Certes, c'est un livre qui intéressera surtout les spécialistes de Descartes, mais le problème du rapport entre corps et esprit reste d'actualité pour l'ensemble de la philosophie. Se pose alors l'intéressante question de savoir si c'est le même problème qui préoccupa Descartes. Pensons-nous la même chose lorsque nous entendons avec la même expression ?
Dans son article introductif « Cartésianisme et philosophie de l’esprit », Sandrine Roux s'intéresse à la relation de la philosophie avec son histoire et s'interroge sur la (bonne) manière de se référer aux auteurs du passé.
A ce sujet, on peut évoquer quatre possibilités. Voyons-les successivement :
* Présupposer des problèmes éternels et des façons de penser toujours identiques.
* Se centrer sur l'auteur et reconstituer au plus près ce qu'il a voulu dire selon la façon de penser de l'époque.
* Se situer dans une reconstruction rationnelle comme le fait la philosophie de l'esprit, ce qui revient à « lire les philosophes du passé comme s'ils étaient nos contemporains ».
* Supposer une communauté d'expérience et de pensée suffisante avec l'auteur concerné pour que nous puissions dialoguer ? Aujourd'hui, les enjeux « sont-ils sensiblement les mêmes qu'à l'âge classique » (p. 21) ?

• _MATÉRIEL RECUEILLI_:
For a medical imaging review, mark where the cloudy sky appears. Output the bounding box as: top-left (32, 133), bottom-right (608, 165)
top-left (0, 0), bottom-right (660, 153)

• _CONSIGNE_: Prolongez le texte sur Descartes et le problème du corps et de l'esprit en reprenant juste après sa dernière phrase.

• _RÉSULTAT_:
Avec Descartes, nous entrons dans le problème corps-esprit, devenu dominant dans l'épistémè moderne. Descartes ouvre une époque, car, comme le dit Sandrine Roux, « le cartésianisme introduit à cet endroit une rupture décisive et un questionnement nouveau » (p. 6). Ce problème prend des formes différentes, mais il est omniprésent. La philosophie de l'esprit contemporaine n'aurait pas tort et Gilbert Ryle parlerait à juste titre du « mythe cartésien » et de la « doctrine reçue », car la distinction corps/esprit contemporaine serait à peu de chose près le problème de Descartes. Si nous sommes encore pris dans le schéma corps/esprit, ce n'est pas parce que nous subissons l'influence de Descartes, mais, bien plutôt, parce que nous pensons selon les mêmes schémas que lui.
Le corps et l'esprit - Problèmes cartésiens, problèmes contemporains. Ed. des archives contemporaines, Paris, 2015.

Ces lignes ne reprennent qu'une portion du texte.